YOUR OBJECTIVE –
In the entries below, filter for the word "fluted" and copy every matching line.

RECORDS FOR THE TASK –

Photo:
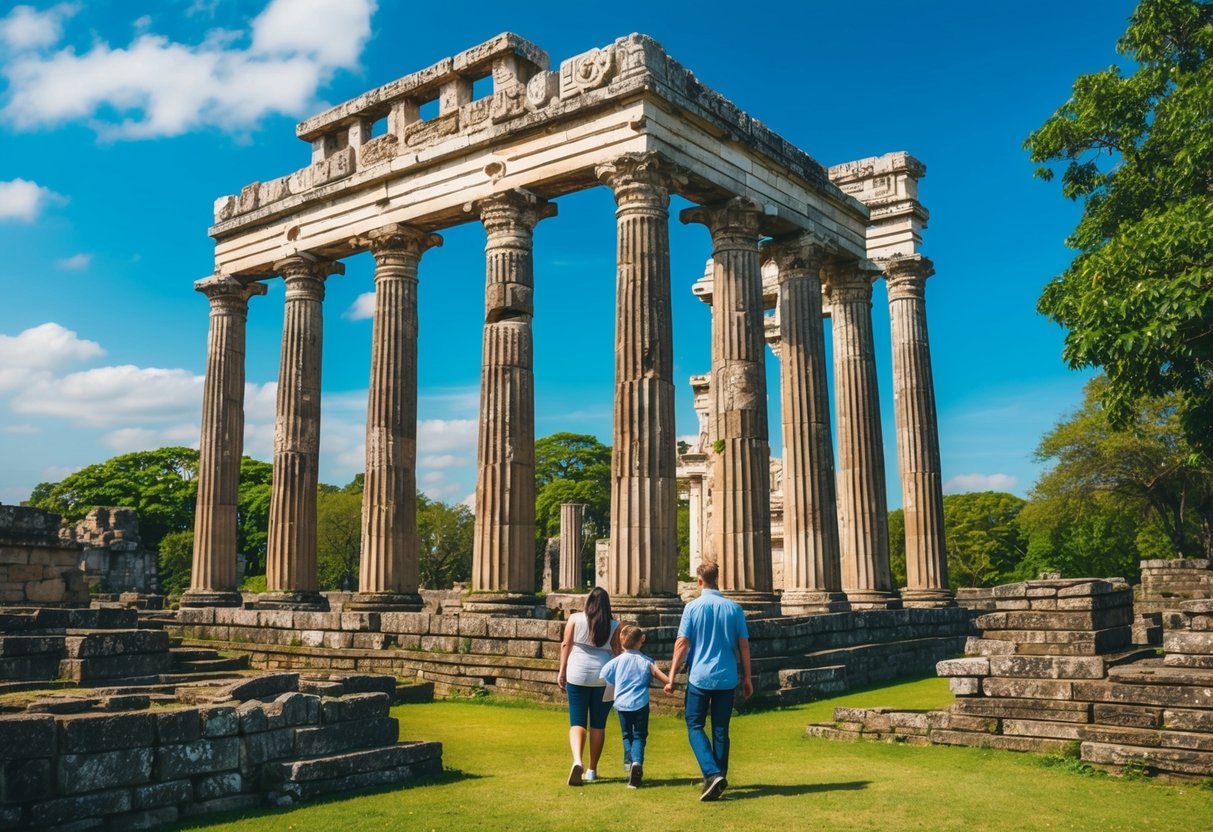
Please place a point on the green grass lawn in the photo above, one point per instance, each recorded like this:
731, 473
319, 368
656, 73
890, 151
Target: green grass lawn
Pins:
506, 767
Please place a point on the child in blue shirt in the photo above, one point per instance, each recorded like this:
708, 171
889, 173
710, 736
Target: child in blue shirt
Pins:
632, 672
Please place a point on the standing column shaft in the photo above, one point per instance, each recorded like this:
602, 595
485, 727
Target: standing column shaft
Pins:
644, 494
504, 550
212, 580
573, 518
863, 506
812, 574
913, 400
388, 566
291, 546
740, 449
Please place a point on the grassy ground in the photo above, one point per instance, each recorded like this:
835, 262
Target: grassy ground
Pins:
506, 767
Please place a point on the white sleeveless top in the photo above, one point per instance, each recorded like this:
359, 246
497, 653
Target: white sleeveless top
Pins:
586, 660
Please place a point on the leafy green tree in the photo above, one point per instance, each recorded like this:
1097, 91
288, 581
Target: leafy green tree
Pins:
1137, 149
571, 467
339, 536
160, 484
444, 542
176, 562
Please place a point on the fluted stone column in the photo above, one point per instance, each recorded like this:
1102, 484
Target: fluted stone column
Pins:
812, 573
740, 449
388, 566
290, 550
504, 548
212, 580
573, 522
863, 507
644, 493
913, 402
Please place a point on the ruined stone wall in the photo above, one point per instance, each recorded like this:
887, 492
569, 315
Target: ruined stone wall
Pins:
1054, 671
273, 740
35, 566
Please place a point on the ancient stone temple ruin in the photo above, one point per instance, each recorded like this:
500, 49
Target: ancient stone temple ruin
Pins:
627, 117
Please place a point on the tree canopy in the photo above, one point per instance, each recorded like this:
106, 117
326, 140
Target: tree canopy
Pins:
1137, 149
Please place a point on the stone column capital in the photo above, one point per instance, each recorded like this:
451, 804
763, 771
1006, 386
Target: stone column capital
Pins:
798, 255
733, 223
511, 211
223, 289
848, 281
398, 238
906, 277
641, 180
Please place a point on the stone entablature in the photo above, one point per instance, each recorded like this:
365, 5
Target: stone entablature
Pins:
540, 130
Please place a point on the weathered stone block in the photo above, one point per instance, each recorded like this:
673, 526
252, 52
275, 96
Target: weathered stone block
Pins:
356, 706
86, 805
346, 736
218, 785
963, 667
95, 733
28, 736
161, 795
197, 757
26, 779
91, 773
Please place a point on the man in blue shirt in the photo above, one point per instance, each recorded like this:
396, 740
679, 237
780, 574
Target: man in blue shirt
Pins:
713, 633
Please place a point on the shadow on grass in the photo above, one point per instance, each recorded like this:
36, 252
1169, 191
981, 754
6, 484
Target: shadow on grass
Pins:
791, 790
444, 778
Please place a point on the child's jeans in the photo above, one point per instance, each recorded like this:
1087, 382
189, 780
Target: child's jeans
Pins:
635, 728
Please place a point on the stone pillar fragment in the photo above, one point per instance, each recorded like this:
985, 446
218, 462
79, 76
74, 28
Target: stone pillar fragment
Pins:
291, 546
740, 450
644, 493
388, 565
212, 580
913, 402
504, 548
812, 573
863, 507
573, 522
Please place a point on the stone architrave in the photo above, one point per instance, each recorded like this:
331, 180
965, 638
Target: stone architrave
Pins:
388, 566
212, 580
291, 579
644, 490
504, 546
913, 402
573, 522
740, 449
863, 507
812, 574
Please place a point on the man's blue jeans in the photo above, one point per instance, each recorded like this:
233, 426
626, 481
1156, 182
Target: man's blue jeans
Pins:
712, 754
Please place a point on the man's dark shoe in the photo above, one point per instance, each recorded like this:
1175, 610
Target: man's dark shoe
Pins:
712, 787
635, 775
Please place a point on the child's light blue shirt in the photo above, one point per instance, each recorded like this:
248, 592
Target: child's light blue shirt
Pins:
631, 673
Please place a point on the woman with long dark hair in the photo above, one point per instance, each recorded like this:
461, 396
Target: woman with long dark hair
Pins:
591, 638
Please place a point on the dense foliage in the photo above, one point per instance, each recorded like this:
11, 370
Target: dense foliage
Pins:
1137, 149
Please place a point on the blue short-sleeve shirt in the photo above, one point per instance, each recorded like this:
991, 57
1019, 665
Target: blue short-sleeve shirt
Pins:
713, 624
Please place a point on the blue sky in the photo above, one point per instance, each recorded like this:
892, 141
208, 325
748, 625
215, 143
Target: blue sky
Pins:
123, 120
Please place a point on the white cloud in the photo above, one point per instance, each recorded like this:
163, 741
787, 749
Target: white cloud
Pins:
160, 87
22, 199
39, 349
362, 308
75, 262
964, 483
114, 395
27, 28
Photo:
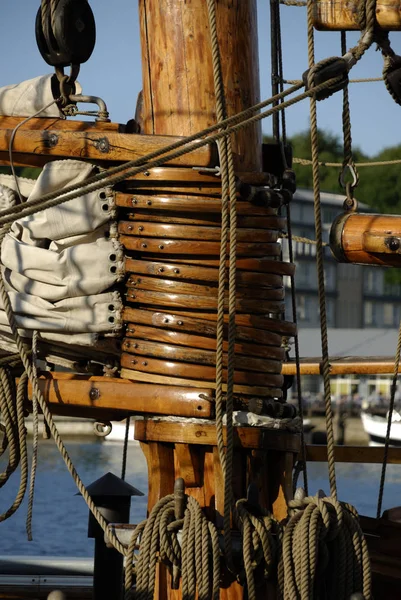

SOLVED PROBLEM –
Please place a point on the fluted stone column in the photo above, one point per instance, each recorded like this:
Target: fluted stone column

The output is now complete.